● What you need to do: Locate each line in the rows below that contains the word "metal", and copy those lines out.

● Image annotation data:
○ ○ ○ ○ ○
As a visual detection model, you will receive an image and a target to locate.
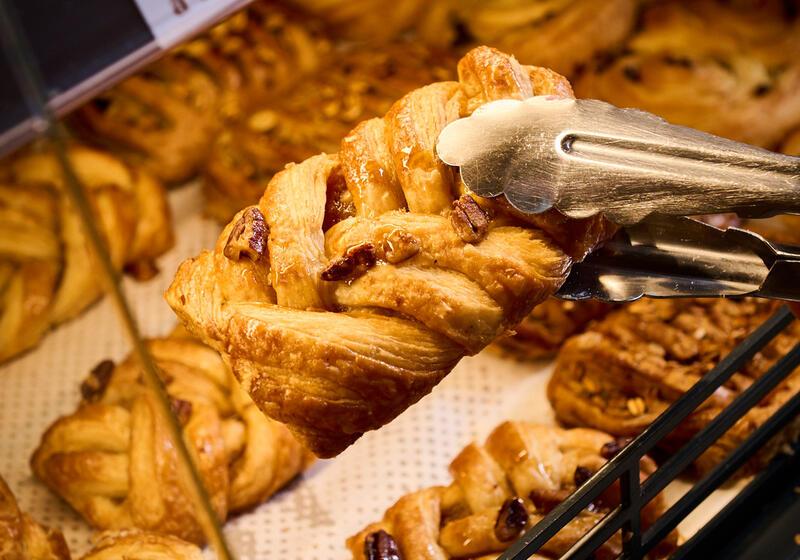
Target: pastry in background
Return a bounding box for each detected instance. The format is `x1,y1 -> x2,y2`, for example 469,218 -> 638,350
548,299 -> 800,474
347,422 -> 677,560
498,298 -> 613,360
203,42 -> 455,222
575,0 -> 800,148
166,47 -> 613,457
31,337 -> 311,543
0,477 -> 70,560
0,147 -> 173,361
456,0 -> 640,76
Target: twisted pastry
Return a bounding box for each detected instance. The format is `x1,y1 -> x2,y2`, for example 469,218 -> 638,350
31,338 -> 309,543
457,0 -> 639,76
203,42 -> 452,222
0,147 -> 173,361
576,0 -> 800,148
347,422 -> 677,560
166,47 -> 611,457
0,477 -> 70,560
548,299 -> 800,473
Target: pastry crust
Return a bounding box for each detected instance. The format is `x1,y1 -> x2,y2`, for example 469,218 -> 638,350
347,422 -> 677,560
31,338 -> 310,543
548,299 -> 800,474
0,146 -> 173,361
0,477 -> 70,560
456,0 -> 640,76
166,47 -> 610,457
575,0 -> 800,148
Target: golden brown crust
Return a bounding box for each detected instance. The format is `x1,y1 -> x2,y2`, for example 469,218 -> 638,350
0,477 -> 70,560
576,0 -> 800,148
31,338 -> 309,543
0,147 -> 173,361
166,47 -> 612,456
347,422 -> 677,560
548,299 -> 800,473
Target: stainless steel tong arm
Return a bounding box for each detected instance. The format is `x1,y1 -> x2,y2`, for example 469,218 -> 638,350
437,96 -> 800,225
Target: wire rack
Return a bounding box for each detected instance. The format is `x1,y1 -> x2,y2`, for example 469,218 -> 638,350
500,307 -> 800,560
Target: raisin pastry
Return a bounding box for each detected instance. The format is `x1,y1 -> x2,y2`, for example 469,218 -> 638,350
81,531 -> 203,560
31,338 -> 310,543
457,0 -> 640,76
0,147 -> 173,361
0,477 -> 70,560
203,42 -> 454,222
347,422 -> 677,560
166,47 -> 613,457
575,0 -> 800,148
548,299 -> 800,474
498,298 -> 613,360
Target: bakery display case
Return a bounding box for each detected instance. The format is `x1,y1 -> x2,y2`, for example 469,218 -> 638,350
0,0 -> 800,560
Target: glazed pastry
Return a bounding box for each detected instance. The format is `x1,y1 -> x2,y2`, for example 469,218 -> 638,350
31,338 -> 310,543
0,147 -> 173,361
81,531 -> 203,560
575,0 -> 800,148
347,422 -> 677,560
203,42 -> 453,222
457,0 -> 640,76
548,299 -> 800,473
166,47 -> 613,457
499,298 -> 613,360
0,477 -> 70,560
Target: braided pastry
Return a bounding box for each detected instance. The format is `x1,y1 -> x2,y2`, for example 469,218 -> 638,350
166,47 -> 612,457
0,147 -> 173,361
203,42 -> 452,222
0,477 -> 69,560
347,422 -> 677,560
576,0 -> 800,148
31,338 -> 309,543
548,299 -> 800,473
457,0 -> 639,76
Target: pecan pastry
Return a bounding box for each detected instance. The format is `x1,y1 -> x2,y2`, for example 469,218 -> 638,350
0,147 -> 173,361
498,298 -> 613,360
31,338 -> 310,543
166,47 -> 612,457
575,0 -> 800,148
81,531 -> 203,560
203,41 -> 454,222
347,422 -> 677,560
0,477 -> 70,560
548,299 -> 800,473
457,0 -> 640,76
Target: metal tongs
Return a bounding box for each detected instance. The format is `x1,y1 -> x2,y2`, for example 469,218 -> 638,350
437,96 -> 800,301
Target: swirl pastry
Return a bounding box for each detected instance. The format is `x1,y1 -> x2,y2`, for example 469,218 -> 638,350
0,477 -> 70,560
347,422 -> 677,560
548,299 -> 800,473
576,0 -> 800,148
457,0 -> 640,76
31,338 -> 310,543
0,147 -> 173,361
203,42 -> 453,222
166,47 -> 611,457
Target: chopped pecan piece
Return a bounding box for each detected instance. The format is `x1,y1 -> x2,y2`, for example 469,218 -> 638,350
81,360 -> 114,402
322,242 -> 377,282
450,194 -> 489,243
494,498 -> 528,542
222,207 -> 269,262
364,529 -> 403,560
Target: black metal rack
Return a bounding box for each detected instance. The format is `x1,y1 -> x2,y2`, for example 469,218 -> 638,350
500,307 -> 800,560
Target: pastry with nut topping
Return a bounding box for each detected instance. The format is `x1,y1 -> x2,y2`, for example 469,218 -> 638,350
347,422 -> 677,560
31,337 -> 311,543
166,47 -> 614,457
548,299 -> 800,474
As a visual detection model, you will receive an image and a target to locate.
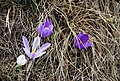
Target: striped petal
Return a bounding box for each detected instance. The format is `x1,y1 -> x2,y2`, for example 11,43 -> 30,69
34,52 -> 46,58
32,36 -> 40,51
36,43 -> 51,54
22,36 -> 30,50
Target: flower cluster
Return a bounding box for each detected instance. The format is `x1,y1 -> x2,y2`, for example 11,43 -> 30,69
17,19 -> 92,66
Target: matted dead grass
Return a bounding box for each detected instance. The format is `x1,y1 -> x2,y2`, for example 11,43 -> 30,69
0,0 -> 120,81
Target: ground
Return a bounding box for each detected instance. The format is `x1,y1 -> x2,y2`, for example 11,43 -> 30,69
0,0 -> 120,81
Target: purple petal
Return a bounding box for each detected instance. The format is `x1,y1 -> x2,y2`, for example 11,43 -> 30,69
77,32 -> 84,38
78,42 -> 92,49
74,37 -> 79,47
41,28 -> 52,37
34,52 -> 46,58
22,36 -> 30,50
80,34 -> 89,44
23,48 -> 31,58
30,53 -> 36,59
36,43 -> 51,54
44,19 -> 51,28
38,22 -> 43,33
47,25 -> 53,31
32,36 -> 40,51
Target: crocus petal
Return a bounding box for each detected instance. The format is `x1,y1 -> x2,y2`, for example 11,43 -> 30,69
○ ○ ○ ○ ○
● Task response:
Target: metal tongs
Target: black metal rack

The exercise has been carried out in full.